◆ **Task brief**:
All of the entries need to be set down exactly as they read.
[Excerpted records]
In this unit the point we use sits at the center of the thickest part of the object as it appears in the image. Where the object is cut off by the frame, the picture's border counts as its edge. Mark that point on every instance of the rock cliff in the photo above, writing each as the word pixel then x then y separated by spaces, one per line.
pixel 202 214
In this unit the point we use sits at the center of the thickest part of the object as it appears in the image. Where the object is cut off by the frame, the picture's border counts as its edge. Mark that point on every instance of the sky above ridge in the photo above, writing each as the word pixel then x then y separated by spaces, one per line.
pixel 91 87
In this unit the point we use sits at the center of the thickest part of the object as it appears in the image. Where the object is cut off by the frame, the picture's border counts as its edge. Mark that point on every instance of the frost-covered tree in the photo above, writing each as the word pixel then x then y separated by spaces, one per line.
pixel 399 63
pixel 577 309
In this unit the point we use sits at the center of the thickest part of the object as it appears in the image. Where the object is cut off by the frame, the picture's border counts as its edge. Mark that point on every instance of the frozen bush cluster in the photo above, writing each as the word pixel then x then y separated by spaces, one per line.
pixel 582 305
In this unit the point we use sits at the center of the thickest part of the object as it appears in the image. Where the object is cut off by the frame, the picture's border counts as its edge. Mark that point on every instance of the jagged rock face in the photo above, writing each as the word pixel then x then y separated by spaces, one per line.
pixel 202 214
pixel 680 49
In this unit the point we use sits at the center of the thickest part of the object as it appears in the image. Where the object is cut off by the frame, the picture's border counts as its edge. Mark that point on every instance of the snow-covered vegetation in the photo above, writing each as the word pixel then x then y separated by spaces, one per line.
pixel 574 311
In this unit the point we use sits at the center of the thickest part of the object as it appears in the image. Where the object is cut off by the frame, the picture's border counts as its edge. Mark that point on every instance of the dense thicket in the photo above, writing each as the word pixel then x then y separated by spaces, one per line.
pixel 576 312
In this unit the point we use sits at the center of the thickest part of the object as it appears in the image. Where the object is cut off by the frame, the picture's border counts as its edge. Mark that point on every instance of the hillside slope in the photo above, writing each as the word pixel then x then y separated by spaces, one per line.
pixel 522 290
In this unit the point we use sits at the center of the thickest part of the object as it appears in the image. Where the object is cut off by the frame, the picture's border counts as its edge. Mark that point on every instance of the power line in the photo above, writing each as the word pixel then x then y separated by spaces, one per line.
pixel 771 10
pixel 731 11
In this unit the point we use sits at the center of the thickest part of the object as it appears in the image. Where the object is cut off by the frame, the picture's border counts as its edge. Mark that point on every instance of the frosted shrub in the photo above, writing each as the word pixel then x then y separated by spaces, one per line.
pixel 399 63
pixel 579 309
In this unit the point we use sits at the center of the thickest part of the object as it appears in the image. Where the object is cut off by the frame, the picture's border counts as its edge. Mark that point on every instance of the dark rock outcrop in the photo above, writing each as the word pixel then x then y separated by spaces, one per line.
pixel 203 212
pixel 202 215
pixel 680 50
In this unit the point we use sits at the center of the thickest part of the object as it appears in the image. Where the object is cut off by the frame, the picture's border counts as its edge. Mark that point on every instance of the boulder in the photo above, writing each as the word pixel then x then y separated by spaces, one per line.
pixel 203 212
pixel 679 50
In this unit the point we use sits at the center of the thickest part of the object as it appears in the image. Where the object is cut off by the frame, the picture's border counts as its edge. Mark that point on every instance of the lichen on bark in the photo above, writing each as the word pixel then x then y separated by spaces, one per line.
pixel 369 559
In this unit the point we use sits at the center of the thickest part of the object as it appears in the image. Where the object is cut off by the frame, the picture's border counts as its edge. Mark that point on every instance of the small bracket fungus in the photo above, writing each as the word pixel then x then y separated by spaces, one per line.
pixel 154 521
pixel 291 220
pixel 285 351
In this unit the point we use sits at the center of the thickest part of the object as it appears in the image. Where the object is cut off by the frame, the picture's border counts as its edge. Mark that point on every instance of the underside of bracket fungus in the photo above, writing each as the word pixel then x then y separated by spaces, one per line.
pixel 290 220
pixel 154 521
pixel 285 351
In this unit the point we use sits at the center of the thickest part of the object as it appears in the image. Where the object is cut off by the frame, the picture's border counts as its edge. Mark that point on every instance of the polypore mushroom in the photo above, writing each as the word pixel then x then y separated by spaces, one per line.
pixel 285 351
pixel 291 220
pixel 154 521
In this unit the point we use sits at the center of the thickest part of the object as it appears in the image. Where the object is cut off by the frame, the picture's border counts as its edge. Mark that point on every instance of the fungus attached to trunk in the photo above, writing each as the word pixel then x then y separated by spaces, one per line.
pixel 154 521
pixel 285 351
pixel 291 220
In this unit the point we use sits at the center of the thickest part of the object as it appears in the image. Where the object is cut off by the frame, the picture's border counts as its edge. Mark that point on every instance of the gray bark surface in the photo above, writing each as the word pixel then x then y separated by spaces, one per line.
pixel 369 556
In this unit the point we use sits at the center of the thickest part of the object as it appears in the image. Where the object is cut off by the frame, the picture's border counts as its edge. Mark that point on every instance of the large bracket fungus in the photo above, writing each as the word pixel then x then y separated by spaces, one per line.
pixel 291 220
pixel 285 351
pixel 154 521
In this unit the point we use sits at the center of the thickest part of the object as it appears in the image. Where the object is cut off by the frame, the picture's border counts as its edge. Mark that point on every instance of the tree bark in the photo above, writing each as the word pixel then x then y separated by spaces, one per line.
[/Excerpted records]
◆ **Exercise answer**:
In this unit the point we use sits at the center of the thickest part of the object as it appears in the image. Where the object is cut off by the frame, the picture's border counts as its edge. Mark that point on every instance of the rock cliff in the photo above, writing each as the word pixel then x then y separated by spaces, one per line.
pixel 202 214
In this unit the point we use sits at the center of the thickest part of the object as it appears in the image. Where the object is cut off by the frame, the picture's border counts as its edge. Mark that point on every instance of the sky above ridge in the photo above, writing each as the word pixel then x then y separated by spaces, one per line.
pixel 91 87
In this unit the point we use sits at the center of the thickest part of the object as it appears in the image. Where the object is cut off by the frame, the picture's border counts as its edge. Mark that point on every instance of the frost-covered tree in the photo above, writing each as the word pixel then x then y separated by spaces, one per line.
pixel 399 63
pixel 577 309
In this unit the point we use sits at the center of the thickest part of the object as it appears in the image. Where the object is cut off by the frame, the picture's border counts as its edge. Mark that point on every instance of the frozen bush cluster in the photo above, writing each as the word pixel then x then y separated by spaces, one per line.
pixel 582 305
In this unit the point we use sits at the center of the thickest part of the object as it appears in the image. Where the object is cut off by the frame, the picture's border counts as its edge. Mark that point on every instance of the jagged rock face in the photo above, writing each as the word pixel then x then y separated by spaces, one per line.
pixel 202 214
pixel 680 49
In this unit the point we use sits at the center of the thickest part of the object as it appears in the image. Where the object is cut off by the frame, the picture's border counts as its edge. Mark that point on every instance of the snow-covered vegetation in the photo above, writing each as the word pixel then x then y separated by spaces, one per line.
pixel 574 311
In this unit the point we use sits at the center of the thickest part of the object as it appears in the image. Where the object is cut off by the frame, the picture's border counts as its edge. Mark that point on every instance of the dense thicket in the photo above, writing each as the word pixel then x then y separated by spaces, one per line.
pixel 576 312
In this unit the point we use sits at the center of the thickest part of the object as it appears in the image. Where the object is cut off by the frame, the picture's border counts as its edge. Mark that point on every instance of the hillside slope in the photo above, writing each as the word pixel then x then y separated by spaces, one per line.
pixel 522 290
In this unit the point we use sits at the center of the thickest part of the object as it appears in the image. Where the object is cut off by the frame, the picture's border counts as its edge. Mark that point on every instance of the power line in the photo above, writing each as the word pixel then x then y separated by spaces, one per line.
pixel 771 10
pixel 731 11
In this unit the point we use sits at the center of the thickest part of the object as it appears in the image. Where the object is cut off by the frame, the picture's border counts as its edge. Mark that point on every instance of the frosted shrub in the photo above, writing each as the word pixel then x then y separated by spaces, one per line.
pixel 399 63
pixel 579 309
In this unit the point we use sits at the center of the thickest part of the object as it appears in the image. Where the object is cut off by the frame, the picture's border counts as its edge. Mark that point on every instance of the dark rock outcrop in the photo above, writing each as the word pixel then x then y separated by spaces, one per line.
pixel 203 212
pixel 202 215
pixel 680 50
In this unit the point we use sits at the center of the thickest part of the object as it appears in the image. Where the object is cut off by the frame, the picture's border counts as its edge. Mark that point on every instance of the boulder in the photo above, writing each as the word pixel then x then y separated by spaces, one per line.
pixel 203 212
pixel 679 50
In this unit the point we use sits at the center of the thickest part of the object as it appears in the image. Where the object is cut off by the frame, the picture's border counts as its edge. Mark that point on every instance of the lichen on bark in the photo above, writing each as the word pixel then x then y separated by spaces, one per line.
pixel 369 559
In this unit the point we use sits at the center of the thickest part of the object as it appears in the image. Where the object is cut off by the frame, the picture's border counts as its edge. Mark that point on every instance of the small bracket fungus in the photo above, writing each as the word pixel then x then y separated by spaces, one per line.
pixel 154 521
pixel 291 220
pixel 285 351
In this unit the point we use sits at the center of the thickest part of the object as it appears in the image. Where the object is cut off by the frame, the picture's border counts as its edge. Mark that point on every instance of the underside of bracket fungus in the photo above, writing each as the word pixel then x then y separated by spaces, one per line.
pixel 290 220
pixel 154 521
pixel 285 351
In this unit the point we use sits at the center of the thickest part of the object as it appears in the image. Where the object is cut off by the frame, the picture's border counts as its edge. Mark that point on every instance of the polypore mushroom in the photo above, writing each as the word pixel then x then y separated by spaces, one per line.
pixel 285 351
pixel 291 220
pixel 154 521
In this unit the point we use sits at the center of the thickest part of the object as it appears in the image. Where the object is cut off by the frame, the picture's border counts as its edge. Mark that point on every instance of the fungus attached to trunk in the photo above, writing each as the word pixel then x then y separated by spaces, one per line.
pixel 154 521
pixel 285 351
pixel 291 220
In this unit the point we use sits at the center of the thickest part of the object as it appears in the image. Where the object is cut off by the frame, the picture's border counts as its edge. Mark that point on every instance of the gray bark surface in the photo above, writing each as the word pixel then x then y separated by spaces, one per line.
pixel 369 556
In this unit the point we use sits at the center of the thickest part of the object as it appears in the image. Where the object is cut off by the frame, the picture's border counts as its edge. Mark that point on every instance of the large bracket fungus in the photo above, writing each as the word pixel then x then y separated by spaces, one per line.
pixel 291 220
pixel 285 351
pixel 154 521
In this unit the point we use sits at the center of the thickest part of the object as it appears in the image. Where the object is cut off by the frame, the picture's border counts as its edge. Mark that point on every instance of the tree bark in the photo above, writing each as the word pixel then x then y separated by spaces, one per line.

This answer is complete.